* _The problem_
Look below for lines that hold the string "shrub" and copy each one.

* _Data to use_
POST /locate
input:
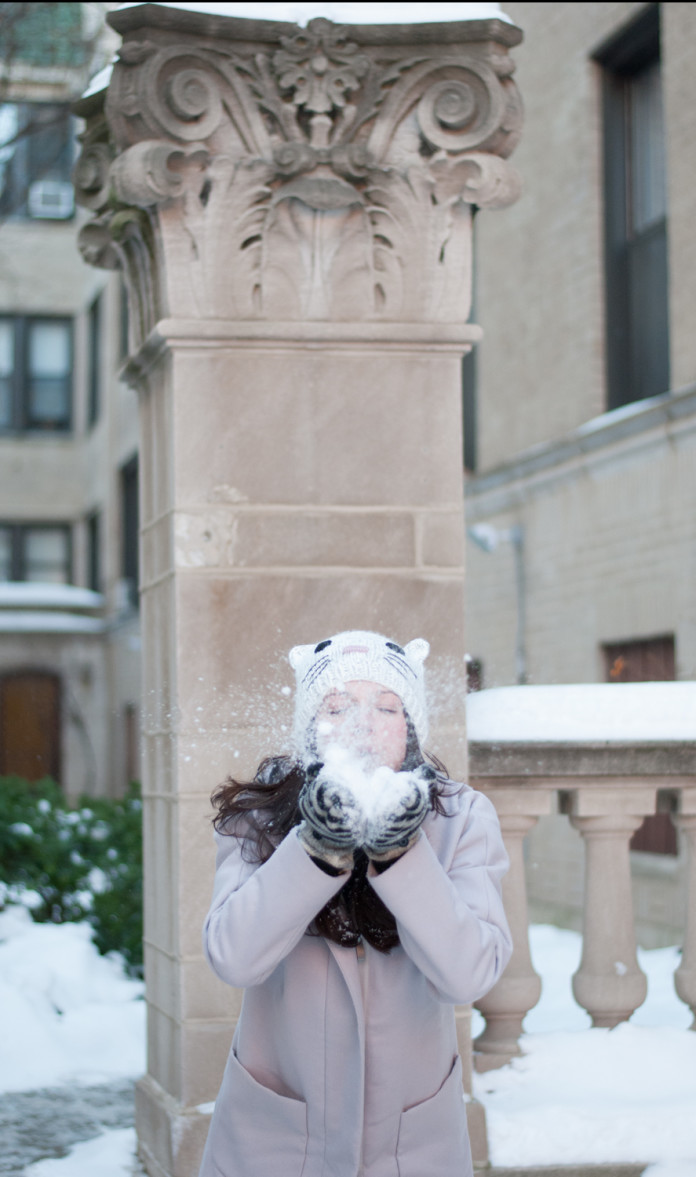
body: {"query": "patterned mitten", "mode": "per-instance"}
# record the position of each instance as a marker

---

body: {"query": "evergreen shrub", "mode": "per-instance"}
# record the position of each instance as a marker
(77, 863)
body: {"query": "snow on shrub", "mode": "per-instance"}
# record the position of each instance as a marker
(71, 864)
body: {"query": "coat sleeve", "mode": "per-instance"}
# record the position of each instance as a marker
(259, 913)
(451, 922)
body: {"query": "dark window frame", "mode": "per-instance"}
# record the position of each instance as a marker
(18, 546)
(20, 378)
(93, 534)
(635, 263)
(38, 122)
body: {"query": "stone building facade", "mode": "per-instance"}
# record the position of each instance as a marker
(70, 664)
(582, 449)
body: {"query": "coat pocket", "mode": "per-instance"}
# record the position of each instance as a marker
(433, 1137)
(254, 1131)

* _Response area_
body: {"query": "evergreen shrub", "mode": "per-instance"}
body: {"query": "snow on shrub", "mode": "per-instance"}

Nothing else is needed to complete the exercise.